## DATA LISTING

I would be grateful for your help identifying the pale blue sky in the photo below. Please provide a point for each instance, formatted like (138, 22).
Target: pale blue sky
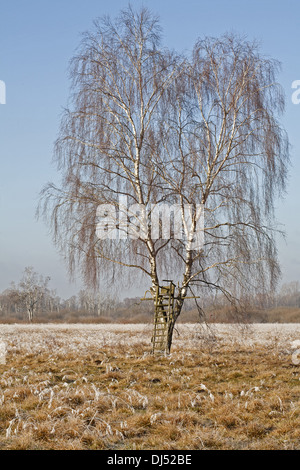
(37, 40)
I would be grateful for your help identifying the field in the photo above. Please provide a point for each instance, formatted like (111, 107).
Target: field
(98, 387)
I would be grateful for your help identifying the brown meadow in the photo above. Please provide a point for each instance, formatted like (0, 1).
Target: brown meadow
(99, 387)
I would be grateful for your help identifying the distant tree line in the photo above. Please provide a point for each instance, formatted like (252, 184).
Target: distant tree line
(32, 299)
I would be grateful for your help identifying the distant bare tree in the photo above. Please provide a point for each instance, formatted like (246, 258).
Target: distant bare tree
(150, 126)
(32, 289)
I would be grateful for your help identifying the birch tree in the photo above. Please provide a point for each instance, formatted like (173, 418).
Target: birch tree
(148, 126)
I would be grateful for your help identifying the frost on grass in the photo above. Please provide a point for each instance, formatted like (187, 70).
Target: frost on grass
(97, 386)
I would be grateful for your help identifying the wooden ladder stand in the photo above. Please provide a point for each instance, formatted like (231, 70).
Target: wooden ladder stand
(164, 311)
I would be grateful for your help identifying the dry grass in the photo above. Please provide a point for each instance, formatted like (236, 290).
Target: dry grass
(100, 388)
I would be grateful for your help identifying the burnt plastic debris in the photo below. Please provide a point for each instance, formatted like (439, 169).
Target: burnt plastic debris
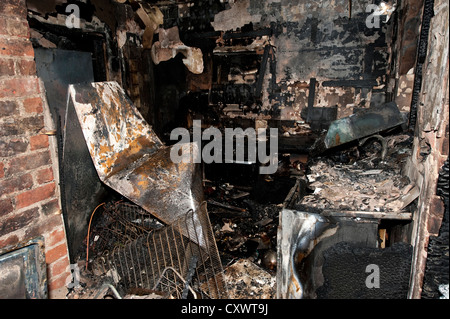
(129, 157)
(361, 125)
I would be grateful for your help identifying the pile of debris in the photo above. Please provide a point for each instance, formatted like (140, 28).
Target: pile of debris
(359, 180)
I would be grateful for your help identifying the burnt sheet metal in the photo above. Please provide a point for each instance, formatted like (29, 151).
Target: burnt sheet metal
(130, 158)
(363, 124)
(298, 234)
(23, 272)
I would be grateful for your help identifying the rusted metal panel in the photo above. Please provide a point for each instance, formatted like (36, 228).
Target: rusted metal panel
(130, 158)
(363, 124)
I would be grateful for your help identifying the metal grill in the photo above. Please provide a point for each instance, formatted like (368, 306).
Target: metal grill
(179, 261)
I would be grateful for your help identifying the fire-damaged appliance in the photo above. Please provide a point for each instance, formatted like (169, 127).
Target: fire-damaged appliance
(23, 271)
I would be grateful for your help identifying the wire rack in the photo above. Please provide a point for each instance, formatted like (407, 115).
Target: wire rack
(179, 261)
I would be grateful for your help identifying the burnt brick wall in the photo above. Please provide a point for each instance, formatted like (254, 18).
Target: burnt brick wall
(29, 195)
(437, 266)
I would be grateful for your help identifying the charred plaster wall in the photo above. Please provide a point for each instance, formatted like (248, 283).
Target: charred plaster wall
(29, 194)
(431, 142)
(325, 40)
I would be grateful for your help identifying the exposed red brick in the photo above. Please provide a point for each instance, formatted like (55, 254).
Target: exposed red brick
(16, 8)
(18, 221)
(26, 67)
(9, 241)
(55, 253)
(8, 108)
(39, 142)
(13, 147)
(19, 87)
(16, 47)
(45, 226)
(55, 237)
(35, 195)
(22, 126)
(28, 162)
(56, 284)
(13, 26)
(33, 105)
(6, 67)
(51, 207)
(19, 183)
(6, 207)
(59, 267)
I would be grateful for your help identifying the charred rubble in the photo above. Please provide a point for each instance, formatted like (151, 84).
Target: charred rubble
(98, 97)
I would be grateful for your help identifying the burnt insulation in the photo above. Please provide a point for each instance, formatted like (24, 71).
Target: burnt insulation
(437, 266)
(345, 272)
(428, 13)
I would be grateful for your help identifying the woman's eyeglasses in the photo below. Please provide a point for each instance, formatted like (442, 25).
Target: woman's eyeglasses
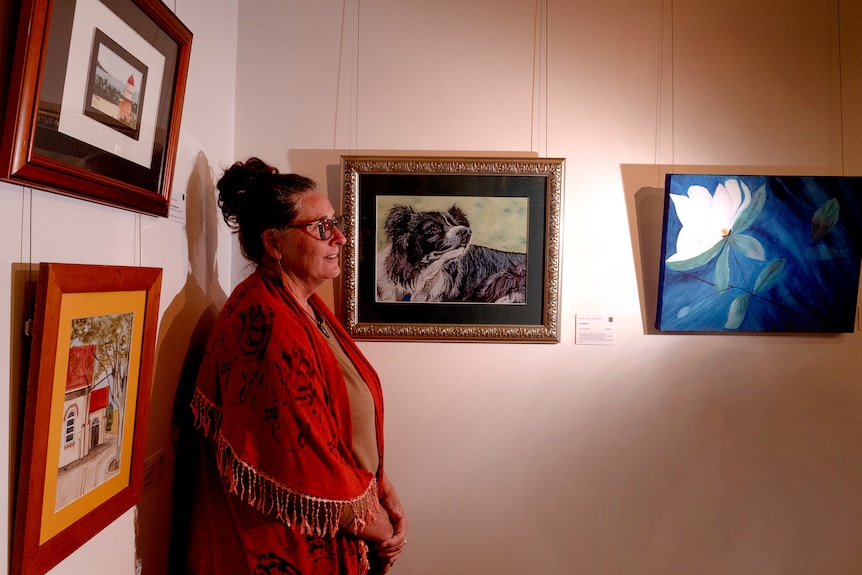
(325, 228)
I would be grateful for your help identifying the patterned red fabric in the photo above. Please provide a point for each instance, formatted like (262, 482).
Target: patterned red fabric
(279, 475)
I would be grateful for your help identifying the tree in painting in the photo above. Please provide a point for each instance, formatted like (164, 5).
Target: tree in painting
(110, 337)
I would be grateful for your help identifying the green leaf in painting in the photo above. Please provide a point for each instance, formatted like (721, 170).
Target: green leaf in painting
(758, 200)
(698, 260)
(722, 270)
(749, 246)
(736, 313)
(824, 220)
(769, 275)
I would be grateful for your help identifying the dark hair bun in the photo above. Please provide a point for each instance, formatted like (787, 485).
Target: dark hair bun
(240, 183)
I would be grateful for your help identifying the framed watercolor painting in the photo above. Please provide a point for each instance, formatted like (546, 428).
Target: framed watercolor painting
(760, 254)
(95, 100)
(457, 249)
(86, 407)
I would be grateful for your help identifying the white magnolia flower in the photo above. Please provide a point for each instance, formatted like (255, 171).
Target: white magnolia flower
(707, 219)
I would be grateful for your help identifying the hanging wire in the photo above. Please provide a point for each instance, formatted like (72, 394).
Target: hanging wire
(660, 91)
(840, 91)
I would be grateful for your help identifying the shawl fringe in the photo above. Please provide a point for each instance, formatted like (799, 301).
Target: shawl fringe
(314, 515)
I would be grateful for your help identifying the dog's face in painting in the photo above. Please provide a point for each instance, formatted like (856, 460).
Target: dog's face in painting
(419, 246)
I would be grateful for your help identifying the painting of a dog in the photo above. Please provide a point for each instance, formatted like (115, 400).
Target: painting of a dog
(429, 256)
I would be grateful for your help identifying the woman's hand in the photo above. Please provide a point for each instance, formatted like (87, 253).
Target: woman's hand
(389, 550)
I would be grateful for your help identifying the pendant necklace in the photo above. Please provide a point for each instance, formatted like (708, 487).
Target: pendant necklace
(318, 321)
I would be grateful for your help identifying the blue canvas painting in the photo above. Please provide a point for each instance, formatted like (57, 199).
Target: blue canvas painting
(760, 254)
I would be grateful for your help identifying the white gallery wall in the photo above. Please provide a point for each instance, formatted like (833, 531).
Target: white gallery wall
(659, 454)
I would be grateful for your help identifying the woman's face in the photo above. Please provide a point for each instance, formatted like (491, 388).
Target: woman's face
(307, 260)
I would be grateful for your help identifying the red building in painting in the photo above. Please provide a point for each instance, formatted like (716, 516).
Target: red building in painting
(84, 408)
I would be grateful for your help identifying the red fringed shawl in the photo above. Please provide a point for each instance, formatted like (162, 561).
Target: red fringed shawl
(279, 475)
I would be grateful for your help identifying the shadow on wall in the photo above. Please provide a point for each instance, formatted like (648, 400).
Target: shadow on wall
(183, 334)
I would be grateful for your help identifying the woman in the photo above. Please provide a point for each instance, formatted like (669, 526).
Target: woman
(291, 478)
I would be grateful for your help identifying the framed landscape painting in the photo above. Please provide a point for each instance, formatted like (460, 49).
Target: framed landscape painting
(87, 404)
(457, 249)
(760, 254)
(95, 100)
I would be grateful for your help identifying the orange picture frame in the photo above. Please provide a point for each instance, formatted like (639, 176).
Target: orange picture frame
(86, 407)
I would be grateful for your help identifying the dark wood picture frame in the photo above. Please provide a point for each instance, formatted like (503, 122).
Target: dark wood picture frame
(50, 143)
(518, 197)
(86, 407)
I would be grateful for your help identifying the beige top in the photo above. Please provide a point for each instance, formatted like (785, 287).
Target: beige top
(362, 410)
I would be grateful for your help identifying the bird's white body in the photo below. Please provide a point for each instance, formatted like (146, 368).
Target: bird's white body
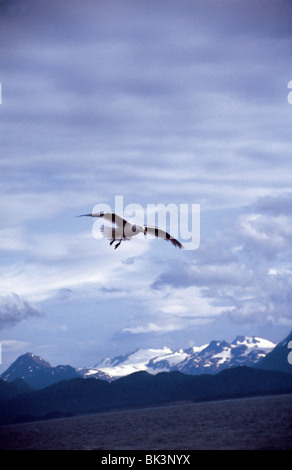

## WRITTEN REQUEST
Please rewrite every line of the records above as a numbered list, skipping blank lines and leaving out the pictures.

## TASK RESULT
1. I would be grateful for your help identifying the pale blue sky in the photo below. Please provide a point for each instance, formatted like (138, 22).
2. Target: pale blue sky
3. (37, 40)
4. I would be grateful for your help identifying the field in the photo above. Please provide a point for each instance, formatted like (111, 107).
5. Target: field
6. (98, 387)
7. I would be grateful for your help identifying the brown meadow in the photo above. Please provide a point for each instance, formatted like (0, 1).
8. Target: brown meadow
9. (99, 387)
10. I would be grateful for your help identifying the distant tree line in the photo above. Please provide a point for each instance, formatted like (252, 184).
11. Target: distant tree line
12. (32, 299)
13. I would be grateful for your help identifying the distant bare tree in the photo above. Please provide a point for each instance, formatted like (246, 258).
14. Target: distant bare tree
15. (150, 126)
16. (32, 289)
17. I would be grateful for your help identifying the birch tree in the photo above. Please provide a point for each instance, formatted like (173, 418).
18. Target: birch tree
19. (148, 126)
20. I would be grateful for your help identifying the frost on grass in the photo above. Please provide a point for each instance, formatted like (187, 70).
21. Target: frost on grass
22. (97, 386)
23. I would be grateful for your help identifying the wooden ladder stand in the photo above. Please provide a point for each instance, formatted like (231, 70).
24. Target: wooden ladder stand
25. (164, 311)
26. I would be grateful for your help identifying the dry grass in the photo above. Please provide a point for each instance, formatted like (236, 290).
27. Target: dry grass
28. (100, 388)
29. I would be grateful for your help identifying the burnt plastic debris in the photo below. Please provide a point for each instance, formatted like (439, 169).
30. Target: burnt plastic debris
31. (129, 157)
32. (361, 125)
33. I would be grateful for your help identifying the pile of debris in the photo above. Please provide a point for each instance, formatted like (140, 28).
34. Target: pile of debris
35. (359, 180)
36. I would be grateful for your help identifying the burnt sheet metal in the photo above. Please provide a point for each instance, formatted like (29, 151).
37. Target: burnt sheet metal
38. (130, 158)
39. (363, 124)
40. (298, 234)
41. (23, 272)
42. I would be grateful for your help identifying the rusted metal panel in the photo above. Please provide a point for each instance, formatted like (36, 228).
43. Target: rusted metal panel
44. (130, 158)
45. (363, 124)
46. I would be grateful for your help identifying the metal grill in the photo above. Please provide a point for each instance, formatted like (368, 306).
47. Target: metal grill
48. (179, 261)
49. I would be grateful for your help identifying the fire-damaged appliance in the photo above. Please provide a point for each instance, formatted like (169, 127).
50. Target: fire-damaged appliance
51. (23, 271)
52. I would be grateful for your help identifying the wire rack in the photo above. Please provide a point for each instance, formatted like (407, 115).
53. Target: wire rack
54. (179, 261)
55. I would be grateful for your help identifying the burnt brick wall in the photo above. Please provide a point for each instance, formatted like (254, 18).
56. Target: burnt brick wall
57. (29, 195)
58. (437, 266)
59. I would be grateful for your help identifying the charred plaster wall in the photo above. Please provide a point for each instance, formatted like (248, 283).
60. Target: charred plaster wall
61. (29, 194)
62. (431, 142)
63. (325, 40)
64. I would be grateful for your help identifying the exposed red brick in the photo above. Please provide a point for each instance, formatted like (55, 254).
65. Target: exposed red brick
66. (16, 8)
67. (18, 221)
68. (26, 67)
69. (9, 241)
70. (55, 253)
71. (8, 108)
72. (39, 142)
73. (13, 147)
74. (19, 87)
75. (16, 47)
76. (45, 226)
77. (55, 237)
78. (35, 195)
79. (22, 126)
80. (28, 162)
81. (56, 284)
82. (13, 26)
83. (33, 105)
84. (6, 67)
85. (51, 207)
86. (19, 183)
87. (6, 207)
88. (59, 267)
89. I would be grateful for your help identifying the charred rubble in the photo above. Please provide a point for each instance, formatted like (151, 84).
90. Target: charred rubble
91. (98, 97)
92. I would be grateful for your help identifying the burnt insulation in the photo above. Please provide a point for each instance, formatted like (24, 71).
93. Target: burnt insulation
94. (437, 266)
95. (345, 272)
96. (428, 13)
97. I would be grateful for your help identifying the woman's eyeglasses in the photo below. Please provide a point for each instance, formatted like (442, 25).
98. Target: woman's eyeglasses
99. (325, 228)
100. I would be grateful for your help identifying the patterned red fabric in the photo above. Please provide a point for each instance, formatted like (262, 482).
101. Target: patterned red fabric
102. (279, 475)
103. I would be grateful for your help identifying the tree in painting in the photo above. Please provide a point for each instance, formatted like (164, 5).
104. Target: tree in painting
105. (110, 337)
106. I would be grateful for your help identifying the green leaf in painting in the photo above. Please provide a point for each instance, formatted like (721, 170).
107. Target: green leaf in painting
108. (758, 200)
109. (698, 260)
110. (722, 270)
111. (749, 246)
112. (736, 313)
113. (824, 220)
114. (769, 275)
115. I would be grateful for your help identifying the dark hair bun in the photo above. Please provide a point for each instance, formatted like (787, 485).
116. Target: dark hair bun
117. (240, 183)
118. I would be grateful for your help identifying the framed watercolor painting in the photo above. Please provide a point for each instance, formatted like (546, 428).
119. Target: framed watercolor painting
120. (760, 254)
121. (95, 100)
122. (457, 249)
123. (86, 407)
124. I would be grateful for your help identifying the white magnolia flower in the photo above. Please provide a point for each instance, formatted like (255, 171).
125. Target: white magnolia flower
126. (707, 219)
127. I would be grateful for your help identifying the hanging wire in the photo above. Please provide a point for each instance, formatted like (72, 394).
128. Target: hanging wire
129. (660, 91)
130. (840, 91)
131. I would be grateful for your help identifying the shawl fringe in the photo above. Please provide a point for each instance, formatted like (799, 301).
132. Target: shawl fringe
133. (314, 515)
134. I would be grateful for your help identifying the dog's face in painting in the photo above. Please provide a point for each instance, formatted like (856, 460).
135. Target: dog's face in painting
136. (419, 246)
137. I would be grateful for your help identifying the painting of a dog in the photo above. Please provide a point for each instance, formatted like (115, 400).
138. Target: painting of a dog
139. (429, 256)
140. I would be grateful for your help identifying the woman's hand in the photo above. Please provide a point for each instance, formatted like (87, 253).
141. Target: woman's hand
142. (389, 550)
143. I would be grateful for your help identifying the pendant necklace in the photo above. Please provide a point for each instance, formatted like (708, 487).
144. Target: pendant necklace
145. (318, 321)
146. I would be grateful for your help identifying the blue canvas painting in the photo above. Please provide a point for each instance, formatted like (57, 199).
147. Target: blue canvas painting
148. (760, 254)
149. I would be grateful for your help identifying the white gallery wall in the photo above. Please provide a point for each instance, formatted like (833, 531).
150. Target: white gallery wall
151. (659, 454)
152. I would be grateful for your help identifying the woman's face in the photo above. Please provide a point for each instance, formatted like (491, 388).
153. Target: woman's face
154. (307, 260)
155. I would be grateful for your help identifying the red building in painting in the photo above. Please provide a point for each instance, formatted like (716, 516).
156. Target: red building in painting
157. (84, 408)
158. I would be grateful for your help identifying the red fringed shawl in the photo above. Please provide a point for each instance, formatted like (162, 561).
159. Target: red fringed shawl
160. (279, 475)
161. I would be grateful for your help identifying the shadow on wall in the photo above. Please provide a point for each instance, formatted like (648, 400).
162. Target: shadow on wall
163. (183, 334)
164. I would be grateful for your help identifying the woman in the photo above. Please provide a point for each instance, formatted like (669, 526).
165. Target: woman
166. (291, 478)
167. I would be grateful for your help identifying the framed landscape painting in the photo above. Please provide a point for each instance, formatted like (460, 49).
168. Target: framed landscape painting
169. (87, 404)
170. (457, 249)
171. (760, 254)
172. (95, 100)
173. I would be grateful for your help identifying the orange picture frame in the photo above. Please provide a point for each instance, formatted like (639, 176).
174. Target: orange picture frame
175. (86, 407)
176. I would be grateful for your help identifying the dark wood picture frame in the photo above. Please provide a point for each instance, formatted like (503, 122).
177. Target: dark wood picture frame
178. (50, 143)
179. (518, 197)
180. (86, 407)
181. I would be grateful for your help identifying the beige top in the photo above. Please provide a point for each instance, formatted like (785, 287).
182. Target: beige top
183. (362, 410)
184. I would be grateful for your help identifying the bird's white body in the photo below. Please provide a point for each instance, formatted like (146, 368).
185. Target: bird's white body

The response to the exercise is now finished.